[Problem details] Repeat every record below exactly as it appears.

[Information shown]
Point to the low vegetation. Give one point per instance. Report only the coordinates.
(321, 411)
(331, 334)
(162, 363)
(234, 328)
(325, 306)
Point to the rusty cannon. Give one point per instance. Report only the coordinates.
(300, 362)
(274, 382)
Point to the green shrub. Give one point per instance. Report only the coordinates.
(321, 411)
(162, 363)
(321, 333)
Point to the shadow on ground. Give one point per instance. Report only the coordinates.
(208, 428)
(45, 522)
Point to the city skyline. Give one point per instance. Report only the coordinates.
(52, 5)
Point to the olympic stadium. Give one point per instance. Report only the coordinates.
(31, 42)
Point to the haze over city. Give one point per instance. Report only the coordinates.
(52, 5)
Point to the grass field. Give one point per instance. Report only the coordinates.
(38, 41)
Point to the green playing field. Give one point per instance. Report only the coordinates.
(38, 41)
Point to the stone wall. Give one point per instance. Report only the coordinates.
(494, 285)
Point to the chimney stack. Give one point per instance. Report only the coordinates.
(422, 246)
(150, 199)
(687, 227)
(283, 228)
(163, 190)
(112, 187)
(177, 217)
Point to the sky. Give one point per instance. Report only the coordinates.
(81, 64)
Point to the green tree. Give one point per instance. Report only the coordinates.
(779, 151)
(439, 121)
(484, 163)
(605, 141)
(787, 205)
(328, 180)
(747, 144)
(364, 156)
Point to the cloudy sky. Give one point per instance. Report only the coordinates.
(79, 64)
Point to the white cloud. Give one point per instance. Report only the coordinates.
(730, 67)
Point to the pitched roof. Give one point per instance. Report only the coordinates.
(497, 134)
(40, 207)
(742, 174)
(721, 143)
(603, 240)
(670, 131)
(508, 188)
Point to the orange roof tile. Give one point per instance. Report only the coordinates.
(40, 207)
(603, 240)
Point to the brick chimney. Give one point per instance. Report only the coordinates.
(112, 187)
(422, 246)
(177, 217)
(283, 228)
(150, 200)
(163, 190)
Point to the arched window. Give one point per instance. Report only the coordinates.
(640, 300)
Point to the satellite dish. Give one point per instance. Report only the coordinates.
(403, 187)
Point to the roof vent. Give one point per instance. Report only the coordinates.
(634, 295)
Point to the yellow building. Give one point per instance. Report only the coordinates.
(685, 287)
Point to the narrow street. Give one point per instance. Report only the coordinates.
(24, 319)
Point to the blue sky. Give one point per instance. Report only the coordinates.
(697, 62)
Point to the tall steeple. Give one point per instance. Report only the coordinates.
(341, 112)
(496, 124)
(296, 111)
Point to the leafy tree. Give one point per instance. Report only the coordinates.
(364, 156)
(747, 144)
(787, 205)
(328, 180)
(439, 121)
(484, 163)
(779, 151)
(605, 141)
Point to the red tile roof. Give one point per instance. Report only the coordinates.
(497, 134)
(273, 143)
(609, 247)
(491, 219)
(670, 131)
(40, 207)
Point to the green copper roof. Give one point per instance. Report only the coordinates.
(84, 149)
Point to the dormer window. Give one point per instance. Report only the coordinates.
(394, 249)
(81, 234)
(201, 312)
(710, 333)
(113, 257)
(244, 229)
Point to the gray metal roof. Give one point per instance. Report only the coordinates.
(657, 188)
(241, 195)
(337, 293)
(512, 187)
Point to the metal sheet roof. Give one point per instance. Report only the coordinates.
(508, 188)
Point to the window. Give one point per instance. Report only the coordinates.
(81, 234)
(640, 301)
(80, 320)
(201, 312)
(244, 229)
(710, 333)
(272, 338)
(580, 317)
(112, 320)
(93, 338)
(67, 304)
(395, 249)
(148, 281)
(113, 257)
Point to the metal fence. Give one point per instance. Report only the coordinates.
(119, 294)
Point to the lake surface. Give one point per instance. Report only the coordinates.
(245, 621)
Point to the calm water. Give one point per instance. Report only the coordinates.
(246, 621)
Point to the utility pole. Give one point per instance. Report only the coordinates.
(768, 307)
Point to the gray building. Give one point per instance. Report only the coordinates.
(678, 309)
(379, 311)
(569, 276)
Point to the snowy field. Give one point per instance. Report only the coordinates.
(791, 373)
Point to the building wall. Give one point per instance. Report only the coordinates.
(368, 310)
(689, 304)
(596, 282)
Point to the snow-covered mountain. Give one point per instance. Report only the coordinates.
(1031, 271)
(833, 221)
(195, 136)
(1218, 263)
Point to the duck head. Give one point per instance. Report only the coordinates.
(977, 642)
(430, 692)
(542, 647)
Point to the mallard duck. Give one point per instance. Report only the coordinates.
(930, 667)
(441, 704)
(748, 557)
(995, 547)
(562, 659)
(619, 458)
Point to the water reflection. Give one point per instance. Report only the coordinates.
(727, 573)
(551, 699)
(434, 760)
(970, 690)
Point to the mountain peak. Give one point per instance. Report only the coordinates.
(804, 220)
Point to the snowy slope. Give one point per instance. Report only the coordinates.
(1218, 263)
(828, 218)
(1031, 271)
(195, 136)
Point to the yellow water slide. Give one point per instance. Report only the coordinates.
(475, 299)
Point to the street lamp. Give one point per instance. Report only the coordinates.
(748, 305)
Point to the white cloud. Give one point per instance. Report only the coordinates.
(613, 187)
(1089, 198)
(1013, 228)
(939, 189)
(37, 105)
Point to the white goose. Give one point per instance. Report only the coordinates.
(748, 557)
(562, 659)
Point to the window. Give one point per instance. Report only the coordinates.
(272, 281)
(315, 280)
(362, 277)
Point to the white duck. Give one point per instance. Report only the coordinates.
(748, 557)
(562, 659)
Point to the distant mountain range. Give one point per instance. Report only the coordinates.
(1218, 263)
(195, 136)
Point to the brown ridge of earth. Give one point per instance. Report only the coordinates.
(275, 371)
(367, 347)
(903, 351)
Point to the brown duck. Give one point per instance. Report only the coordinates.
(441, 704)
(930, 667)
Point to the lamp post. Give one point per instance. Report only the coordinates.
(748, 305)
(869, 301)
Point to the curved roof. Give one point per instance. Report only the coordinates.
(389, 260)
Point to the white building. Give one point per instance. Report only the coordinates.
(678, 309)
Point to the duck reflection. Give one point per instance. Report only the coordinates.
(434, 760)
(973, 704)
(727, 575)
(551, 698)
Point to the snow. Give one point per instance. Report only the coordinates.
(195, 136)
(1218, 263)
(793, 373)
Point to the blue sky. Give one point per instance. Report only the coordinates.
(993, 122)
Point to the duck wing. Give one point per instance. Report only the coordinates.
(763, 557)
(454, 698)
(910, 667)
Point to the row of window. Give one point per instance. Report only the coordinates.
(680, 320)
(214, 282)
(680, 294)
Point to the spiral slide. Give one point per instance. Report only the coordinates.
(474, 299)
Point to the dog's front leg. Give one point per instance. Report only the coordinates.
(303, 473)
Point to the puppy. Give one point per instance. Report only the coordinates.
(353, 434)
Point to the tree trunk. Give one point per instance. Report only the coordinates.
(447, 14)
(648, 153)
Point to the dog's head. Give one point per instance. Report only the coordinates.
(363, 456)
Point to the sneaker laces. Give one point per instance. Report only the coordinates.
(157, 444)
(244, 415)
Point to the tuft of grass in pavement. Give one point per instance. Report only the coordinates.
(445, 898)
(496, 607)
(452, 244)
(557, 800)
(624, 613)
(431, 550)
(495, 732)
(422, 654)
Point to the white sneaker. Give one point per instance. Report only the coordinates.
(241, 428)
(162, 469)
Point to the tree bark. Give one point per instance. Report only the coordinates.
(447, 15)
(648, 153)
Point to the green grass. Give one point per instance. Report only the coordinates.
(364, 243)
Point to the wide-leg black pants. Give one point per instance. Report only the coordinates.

[Task response]
Point to the low vegetation. Give one point per instance. Report only the coordinates.
(321, 411)
(331, 334)
(162, 363)
(234, 328)
(325, 306)
Point to the rusty cannon. Give one point per instance. Report only the coordinates.
(300, 362)
(274, 382)
Point to the green shrub. Give one point per instance. Report only the coordinates.
(321, 411)
(162, 363)
(321, 333)
Point to the shadow on ground. Give one point per instance. Report only the coordinates.
(208, 428)
(45, 522)
Point to the city skyline. Give one point per instance. Report only the coordinates.
(52, 5)
Point to the olympic stadium. Give one point per instance. Report only the coordinates.
(31, 42)
Point to the haze over city. Give one point per instance. Report only the coordinates.
(52, 5)
Point to the grass field. Give one point per instance. Report only the coordinates.
(38, 41)
Point to the green playing field. Give one point per instance. Report only the coordinates.
(38, 41)
Point to the stone wall. Give one point per instance. Report only the coordinates.
(494, 285)
Point to the chimney stack. Give one point per instance. Report only the coordinates.
(422, 246)
(150, 199)
(687, 227)
(283, 228)
(163, 190)
(112, 187)
(177, 217)
Point to the sky. Give one point per instance. Report only the coordinates.
(81, 64)
Point to the green tree. Give one point per instance. Report only the coordinates.
(779, 151)
(439, 121)
(484, 163)
(605, 141)
(787, 205)
(328, 180)
(747, 144)
(364, 156)
Point to the cloudy sky. Give one point per instance. Report only the coordinates.
(79, 64)
Point to the white cloud. Give one point per instance. Report only the coordinates.
(730, 67)
Point to the pitched roof. Give one point per instance. Report only the coordinates.
(497, 134)
(40, 207)
(742, 174)
(721, 143)
(603, 240)
(670, 131)
(508, 188)
Point to the orange roof tile. Give one point per instance. Report only the coordinates.
(40, 207)
(603, 240)
Point to the brick chimney. Give one point per instance. Report only the coordinates.
(112, 187)
(422, 246)
(177, 217)
(283, 228)
(150, 200)
(163, 190)
Point to the arched window. Give one point per instance. Report only the coordinates.
(640, 300)
Point to the satellite dish. Give one point per instance. Report only the coordinates.
(403, 187)
Point to the roof vent. Give one point per instance. Report only the coordinates.
(634, 295)
Point to the yellow building. Give one point per instance. Report only the coordinates.
(685, 287)
Point to the narrow street. Give one point per instance. Report only the coordinates.
(24, 319)
Point to the blue sky. Give one point per instance. Report only the coordinates.
(697, 62)
Point to the tall steeple. Give one point per instance. Report only the coordinates.
(341, 112)
(496, 124)
(296, 111)
Point to the leafy tree. Give one point per instance. Report only the coordinates.
(364, 156)
(747, 144)
(787, 205)
(328, 180)
(439, 121)
(484, 163)
(779, 151)
(605, 141)
Point to the red tile roof. Give one point per instance. Report only the coordinates.
(497, 134)
(273, 143)
(609, 247)
(491, 219)
(670, 131)
(40, 207)
Point to the green copper roof. Give one point per instance. Report only the coordinates.
(84, 149)
Point to the dormer window. Give one point per instance. Report only the coordinates.
(394, 249)
(81, 234)
(201, 312)
(710, 333)
(113, 257)
(244, 229)
Point to the gray metal roof. Give one point per instance. Report only the coordinates.
(657, 188)
(241, 195)
(337, 293)
(512, 187)
Point to the metal sheet roof. Give one point per instance. Report only the coordinates.
(508, 188)
Point to the window. Give one point per instance. Report only the coordinates.
(81, 234)
(640, 301)
(80, 320)
(201, 312)
(244, 229)
(710, 333)
(272, 338)
(580, 317)
(112, 320)
(93, 338)
(67, 304)
(395, 249)
(148, 281)
(113, 257)
Point to the metal fence. Give one point per instance. Report only the coordinates.
(119, 294)
Point to the lake surface. Give one point per instance. Report only the coordinates.
(245, 621)
Point to the calm water. Give one point per instance. Report only the coordinates.
(246, 621)
Point to the utility pole. Give one point per instance. Report only the coordinates.
(768, 307)
Point to the gray building. Give one point per instance. Report only the coordinates.
(678, 309)
(379, 311)
(569, 276)
Point to the snowy field. Give one point per instance. Report only the coordinates.
(791, 373)
Point to the building wall. Give one point per instance. Report only the coordinates.
(368, 310)
(689, 304)
(596, 282)
Point to the snow-covered mountain. Give one point per instance. Report only the coordinates.
(1031, 271)
(833, 221)
(195, 136)
(1218, 263)
Point to the duck head. Give one point per instance. Report only the coordinates.
(977, 642)
(430, 692)
(542, 647)
Point to the mallard duck. Give one point per instance. Report only the coordinates.
(930, 667)
(441, 704)
(748, 557)
(995, 547)
(562, 659)
(619, 458)
Point to the water reflection. Give one point per instance. Report only the coordinates.
(727, 573)
(551, 699)
(434, 760)
(970, 690)
Point to the mountain peak. Give one point per instance. Report only the coordinates.
(804, 220)
Point to the snowy slope. Give one point per instance. Report only the coordinates.
(1218, 263)
(828, 218)
(1031, 271)
(195, 136)
Point to the yellow water slide. Give one point per instance. Report only the coordinates.
(475, 299)
Point to the street lamp. Give one point per instance. Report only the coordinates.
(748, 305)
Point to the white cloud. Give one point per instance. Report only the coordinates.
(613, 187)
(1089, 198)
(1013, 228)
(939, 189)
(37, 105)
Point to the white goose. Give one point per instance. Report only the coordinates.
(748, 557)
(562, 659)
Point to the window. Give one point per instance. Report only the coordinates.
(272, 281)
(315, 280)
(362, 277)
Point to the white duck. Give one point per instance. Report only the coordinates.
(748, 557)
(562, 659)
Point to the distant mountain range. Give one point per instance. Report only the coordinates.
(1218, 263)
(195, 136)
Point to the brown ridge of earth. Give one point per instance. Report only the coordinates.
(275, 371)
(367, 347)
(903, 351)
Point to the brown duck. Give one point per instance. Report only the coordinates.
(441, 704)
(930, 667)
Point to the lamp post. Give one point per instance. Report only the coordinates.
(748, 305)
(869, 301)
Point to the curved roof. Give one point per instance. Report only the coordinates.
(389, 260)
Point to the white building. Give one point per instance. Report only the coordinates.
(678, 309)
Point to the duck reflection. Give one point per instance. Report only the coordinates.
(434, 760)
(973, 704)
(727, 575)
(551, 698)
Point to the snow. Give one point per instance. Report only the coordinates.
(195, 136)
(1218, 263)
(793, 373)
Point to the blue sky. Give one point per instance. Report only the coordinates.
(993, 122)
Point to the duck wing. Give one point per instance. Report only the coordinates.
(763, 557)
(454, 698)
(910, 667)
Point to the row of window. Give one point per instance. Report only the coordinates.
(680, 320)
(214, 282)
(680, 294)
Point to the spiral slide. Give one point per instance. Report only the coordinates.
(474, 299)
Point to the dog's front leg. Give one point per instance. Report only the coordinates.
(303, 473)
Point to the puppy. Give one point per instance. Report only the coordinates.
(353, 434)
Point to the tree trunk. Give one point per instance. Report only the coordinates.
(447, 14)
(648, 153)
Point to the dog's head. Give one point per instance. Report only the coordinates.
(363, 456)
Point to the sneaker laces. Give one point per instance. Report only the coordinates.
(157, 444)
(244, 415)
Point to the tuft of grass in pavement. Give one point per instance. Report only the coordinates.
(445, 898)
(496, 607)
(452, 244)
(557, 800)
(624, 613)
(431, 550)
(495, 732)
(422, 654)
Point to the white sneaker. Give one point per instance. Report only the coordinates.
(241, 428)
(162, 469)
Point to the tree bark. Give one point per instance. Report only the coordinates.
(447, 15)
(648, 153)
Point to the green grass. Give one point per instance. Report only the coordinates.
(364, 243)
Point to the wide-leg black pants. Give one point per instance. Report only the coordinates.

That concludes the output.